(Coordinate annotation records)
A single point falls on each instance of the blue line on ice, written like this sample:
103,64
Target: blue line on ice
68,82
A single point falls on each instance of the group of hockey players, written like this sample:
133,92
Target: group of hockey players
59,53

* **TASK REQUIREMENTS**: Please write out all the records above again, swapping "instance" for "occurrence" wherever it appears and leaving everything else unchanged.

* **EXERCISE ANSWER**:
A single point falls on each occurrence of the blue line on ice, written like this sample:
103,64
Target: blue line on ice
68,82
A single point falls on each occurrence of the group of hockey players, written like this sample:
133,92
Target: group of hockey players
59,53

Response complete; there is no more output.